Please pick out each line in the items below that contains the string "coords".

Dataset extract:
## Start
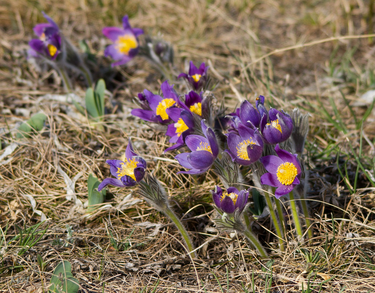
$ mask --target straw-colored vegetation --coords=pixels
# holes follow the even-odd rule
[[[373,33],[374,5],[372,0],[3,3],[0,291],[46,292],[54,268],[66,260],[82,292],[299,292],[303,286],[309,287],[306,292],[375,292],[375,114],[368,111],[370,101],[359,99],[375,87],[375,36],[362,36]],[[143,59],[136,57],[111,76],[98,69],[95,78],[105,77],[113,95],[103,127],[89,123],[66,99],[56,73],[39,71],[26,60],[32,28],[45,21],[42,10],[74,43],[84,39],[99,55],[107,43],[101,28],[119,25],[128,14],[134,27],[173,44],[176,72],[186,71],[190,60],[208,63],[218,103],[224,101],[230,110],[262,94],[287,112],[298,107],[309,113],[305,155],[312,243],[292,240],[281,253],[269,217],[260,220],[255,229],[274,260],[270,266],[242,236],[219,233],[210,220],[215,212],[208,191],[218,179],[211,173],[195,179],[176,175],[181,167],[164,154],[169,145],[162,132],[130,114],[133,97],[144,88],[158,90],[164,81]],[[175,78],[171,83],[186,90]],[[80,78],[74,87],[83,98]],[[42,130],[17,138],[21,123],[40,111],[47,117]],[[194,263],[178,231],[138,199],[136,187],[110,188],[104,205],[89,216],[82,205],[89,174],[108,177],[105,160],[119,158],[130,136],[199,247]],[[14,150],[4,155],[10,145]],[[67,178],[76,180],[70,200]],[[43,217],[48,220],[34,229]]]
## End
## Start
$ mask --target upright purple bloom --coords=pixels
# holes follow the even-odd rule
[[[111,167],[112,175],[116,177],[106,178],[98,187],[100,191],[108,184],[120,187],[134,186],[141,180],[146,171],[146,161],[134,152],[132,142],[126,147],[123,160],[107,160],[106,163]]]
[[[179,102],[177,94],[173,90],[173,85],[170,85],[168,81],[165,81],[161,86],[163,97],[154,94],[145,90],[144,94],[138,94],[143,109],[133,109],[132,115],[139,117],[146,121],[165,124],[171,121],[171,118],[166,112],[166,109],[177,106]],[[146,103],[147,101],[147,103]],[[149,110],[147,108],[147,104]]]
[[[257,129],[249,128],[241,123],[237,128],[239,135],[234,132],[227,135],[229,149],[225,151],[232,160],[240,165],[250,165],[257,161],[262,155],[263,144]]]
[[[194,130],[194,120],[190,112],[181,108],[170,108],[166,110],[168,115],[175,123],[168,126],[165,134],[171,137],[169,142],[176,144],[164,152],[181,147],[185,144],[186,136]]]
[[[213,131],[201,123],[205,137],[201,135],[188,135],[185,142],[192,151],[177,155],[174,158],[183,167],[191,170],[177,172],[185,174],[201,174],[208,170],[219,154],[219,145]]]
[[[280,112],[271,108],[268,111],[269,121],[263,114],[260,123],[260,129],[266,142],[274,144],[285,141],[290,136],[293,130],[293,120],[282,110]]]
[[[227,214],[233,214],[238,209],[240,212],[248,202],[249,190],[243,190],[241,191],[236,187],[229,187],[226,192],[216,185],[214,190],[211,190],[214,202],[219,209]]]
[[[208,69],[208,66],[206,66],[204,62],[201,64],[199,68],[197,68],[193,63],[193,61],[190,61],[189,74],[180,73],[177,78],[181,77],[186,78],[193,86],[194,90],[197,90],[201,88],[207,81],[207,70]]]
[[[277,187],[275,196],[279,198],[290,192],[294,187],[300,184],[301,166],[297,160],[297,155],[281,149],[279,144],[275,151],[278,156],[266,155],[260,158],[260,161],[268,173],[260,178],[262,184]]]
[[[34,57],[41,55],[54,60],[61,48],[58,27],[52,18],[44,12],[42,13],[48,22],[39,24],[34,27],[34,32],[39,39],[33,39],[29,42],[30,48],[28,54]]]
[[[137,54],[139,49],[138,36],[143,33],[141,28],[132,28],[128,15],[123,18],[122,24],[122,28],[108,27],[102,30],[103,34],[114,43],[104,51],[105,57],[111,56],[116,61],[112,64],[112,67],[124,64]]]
## End
Solution to the problem:
$ mask --target straw-colored vegetation --coords=pixels
$ mask --target upright purple bloom --coords=pixels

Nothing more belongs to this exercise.